● Article:
★ ★ ★ ★ ★ ★ ★

Dès 1852, l’ensemble de ces combinaisons compliquées paraissait assez défectueux pour que M. le comte de Chasseloup-Laubat, rapporteur du budget de 1853 et aujourd’hui ministre de la marine, s’exprimât en ces termes : « Notre tâche, qu’on nous permette de le dire, n’était pas sans difficulté, et par le peu de temps qui nous était donné, et par la complication des rapports entre le gouvernement et la commission. Autrefois, vous le savez, les communications nécessaires en pareil cas existaient directement entre les commissaires et les ministres. C’est à ceux-là qu’on s’adressait pour obtenir les documens indispensables à l’examen des affaires ; ils venaient eux-mêmes, avec les chefs de leurs différens services, donner des explications suffisantes souvent pour prévenir toute discussion ultérieure, et les résolutions que la commission du budget arrêtait après les avoir entendus étaient directement soumises à la chambre. Aujourd’hui nous ne pouvons avoir de rapports avec le gouvernement que par l’intermédiaire du conseil d’état, qui, confident et organe de sa pensée, a seul le droit de transmettre au corps législatif les documens qu’à son tour il se fait remettre par les ministres. En un mot, pour les rapports écrits comme pour les communications verbales, les commissaires du gouvernement remplacent les ministres, avec lesquels ils ont dû préalablement s’entendre. Quant aux modifications que la commission peut vouloir proposer, soit par suite de l’adoption d’amendemens présentés par des députés, soit d’après son propre examen, elles doivent, avant que vous ne soyez appelés à en délibérer, être renvoyées au conseil d’état et y être discutées. Là (il est impossible de ne pas le faire remarquer) elles n’ont pas d’interprètes, pas de défenseurs officiels. Ce mode de procéder parait résulter de la constitution elle-même, et si nous vous en parlons, c’est uniquement pour vous montrer qu’il a dû entraîner des lenteurs dans l’accomplissement de la tâche de la commission du budget. »

★ ★ ★ ★ ★ ★ ★

● Lignes de données:
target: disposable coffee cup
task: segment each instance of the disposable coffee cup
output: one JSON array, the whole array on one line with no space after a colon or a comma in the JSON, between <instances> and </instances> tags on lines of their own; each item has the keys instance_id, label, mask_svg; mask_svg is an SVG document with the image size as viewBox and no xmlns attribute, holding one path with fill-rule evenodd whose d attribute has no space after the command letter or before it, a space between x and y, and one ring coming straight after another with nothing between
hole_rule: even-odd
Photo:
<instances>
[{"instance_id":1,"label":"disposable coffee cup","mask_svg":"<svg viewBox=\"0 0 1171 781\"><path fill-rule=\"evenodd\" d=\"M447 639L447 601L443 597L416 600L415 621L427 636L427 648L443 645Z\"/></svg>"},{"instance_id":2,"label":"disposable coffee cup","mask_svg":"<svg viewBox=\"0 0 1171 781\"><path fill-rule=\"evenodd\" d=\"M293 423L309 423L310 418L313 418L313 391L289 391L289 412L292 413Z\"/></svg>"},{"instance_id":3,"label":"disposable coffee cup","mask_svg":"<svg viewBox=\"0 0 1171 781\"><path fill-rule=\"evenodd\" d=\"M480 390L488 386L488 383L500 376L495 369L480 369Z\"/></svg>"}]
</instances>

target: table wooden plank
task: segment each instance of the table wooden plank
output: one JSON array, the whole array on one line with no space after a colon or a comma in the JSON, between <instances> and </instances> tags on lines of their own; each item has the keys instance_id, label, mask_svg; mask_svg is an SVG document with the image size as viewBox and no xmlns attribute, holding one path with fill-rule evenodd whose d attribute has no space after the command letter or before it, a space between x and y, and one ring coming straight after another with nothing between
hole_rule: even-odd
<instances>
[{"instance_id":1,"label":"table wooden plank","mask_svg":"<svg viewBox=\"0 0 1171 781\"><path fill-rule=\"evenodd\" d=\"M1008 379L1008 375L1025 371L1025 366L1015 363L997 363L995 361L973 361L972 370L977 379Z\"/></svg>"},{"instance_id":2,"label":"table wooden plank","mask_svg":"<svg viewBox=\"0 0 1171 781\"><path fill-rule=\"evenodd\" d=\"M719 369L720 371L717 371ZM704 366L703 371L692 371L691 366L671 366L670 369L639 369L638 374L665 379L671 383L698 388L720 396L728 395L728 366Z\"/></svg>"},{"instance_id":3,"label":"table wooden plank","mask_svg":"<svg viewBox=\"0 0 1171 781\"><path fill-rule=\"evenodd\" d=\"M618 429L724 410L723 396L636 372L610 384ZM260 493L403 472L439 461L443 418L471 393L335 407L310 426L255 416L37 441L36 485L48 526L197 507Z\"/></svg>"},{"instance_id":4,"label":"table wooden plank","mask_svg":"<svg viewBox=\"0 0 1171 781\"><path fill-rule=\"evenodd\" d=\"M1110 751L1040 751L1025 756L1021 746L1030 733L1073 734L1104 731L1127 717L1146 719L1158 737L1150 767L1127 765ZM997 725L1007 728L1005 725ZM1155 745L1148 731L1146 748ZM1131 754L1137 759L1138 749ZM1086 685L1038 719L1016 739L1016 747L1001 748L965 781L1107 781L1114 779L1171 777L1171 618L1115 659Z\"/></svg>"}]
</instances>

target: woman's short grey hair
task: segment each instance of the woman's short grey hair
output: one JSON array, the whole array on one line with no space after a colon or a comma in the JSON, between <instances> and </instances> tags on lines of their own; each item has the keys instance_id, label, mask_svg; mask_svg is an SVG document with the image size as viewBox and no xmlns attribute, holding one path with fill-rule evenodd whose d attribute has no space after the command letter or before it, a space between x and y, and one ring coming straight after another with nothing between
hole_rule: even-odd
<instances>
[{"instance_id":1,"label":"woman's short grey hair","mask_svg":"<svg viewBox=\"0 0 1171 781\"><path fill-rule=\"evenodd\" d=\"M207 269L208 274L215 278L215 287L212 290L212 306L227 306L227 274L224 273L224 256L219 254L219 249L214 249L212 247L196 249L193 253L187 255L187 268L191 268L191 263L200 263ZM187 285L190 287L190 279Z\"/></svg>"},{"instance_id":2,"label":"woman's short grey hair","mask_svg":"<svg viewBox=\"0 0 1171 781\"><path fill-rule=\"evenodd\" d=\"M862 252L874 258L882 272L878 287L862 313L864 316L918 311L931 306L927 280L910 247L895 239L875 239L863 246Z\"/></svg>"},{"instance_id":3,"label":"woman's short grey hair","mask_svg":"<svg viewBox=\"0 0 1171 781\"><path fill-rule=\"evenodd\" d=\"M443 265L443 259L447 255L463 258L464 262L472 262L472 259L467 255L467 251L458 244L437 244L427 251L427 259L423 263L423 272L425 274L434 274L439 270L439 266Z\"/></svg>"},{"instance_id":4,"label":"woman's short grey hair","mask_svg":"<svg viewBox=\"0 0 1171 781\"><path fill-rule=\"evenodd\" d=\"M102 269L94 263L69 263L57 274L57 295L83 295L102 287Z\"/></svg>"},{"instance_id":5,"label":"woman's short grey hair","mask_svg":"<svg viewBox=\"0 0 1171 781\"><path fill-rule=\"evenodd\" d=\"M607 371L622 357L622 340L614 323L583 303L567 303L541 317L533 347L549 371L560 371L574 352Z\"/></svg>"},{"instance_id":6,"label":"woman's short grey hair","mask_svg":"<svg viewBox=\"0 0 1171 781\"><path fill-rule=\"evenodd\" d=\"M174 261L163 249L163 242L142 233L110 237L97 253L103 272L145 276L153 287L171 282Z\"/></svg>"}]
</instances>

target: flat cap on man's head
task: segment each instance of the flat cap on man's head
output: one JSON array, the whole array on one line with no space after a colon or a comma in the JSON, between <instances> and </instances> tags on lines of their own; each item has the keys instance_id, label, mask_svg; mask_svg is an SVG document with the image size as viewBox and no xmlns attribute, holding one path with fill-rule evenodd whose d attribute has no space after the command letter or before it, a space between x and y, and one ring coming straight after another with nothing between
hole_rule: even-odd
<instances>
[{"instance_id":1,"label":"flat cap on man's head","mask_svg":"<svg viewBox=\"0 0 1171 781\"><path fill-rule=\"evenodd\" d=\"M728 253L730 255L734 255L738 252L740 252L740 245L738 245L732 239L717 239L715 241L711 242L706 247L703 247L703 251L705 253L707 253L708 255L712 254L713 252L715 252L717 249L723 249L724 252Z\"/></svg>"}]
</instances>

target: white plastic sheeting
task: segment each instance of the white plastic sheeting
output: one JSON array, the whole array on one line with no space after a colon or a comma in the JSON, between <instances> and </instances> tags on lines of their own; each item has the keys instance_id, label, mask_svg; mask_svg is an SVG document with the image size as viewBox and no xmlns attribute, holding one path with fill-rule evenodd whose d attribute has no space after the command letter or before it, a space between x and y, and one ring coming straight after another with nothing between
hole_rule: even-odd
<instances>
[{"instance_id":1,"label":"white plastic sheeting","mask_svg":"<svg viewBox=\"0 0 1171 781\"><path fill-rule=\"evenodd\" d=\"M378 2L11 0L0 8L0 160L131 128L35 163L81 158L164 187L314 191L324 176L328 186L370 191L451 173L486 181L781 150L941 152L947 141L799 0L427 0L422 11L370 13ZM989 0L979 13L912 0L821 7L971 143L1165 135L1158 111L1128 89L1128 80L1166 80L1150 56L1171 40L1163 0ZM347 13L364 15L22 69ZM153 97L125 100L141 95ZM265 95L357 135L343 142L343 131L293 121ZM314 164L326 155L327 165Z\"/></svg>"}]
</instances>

★ ★ ★ ★ ★ ★ ★

● Énoncé:
D'après l'article, par quel intermédiaire la commission du budget peut-elle avoir des rapports avec le gouvernement ? Vous n'avez pas besoin des lignes.

● Réponse:
Uniquement par l'intermédiaire du conseil d'état.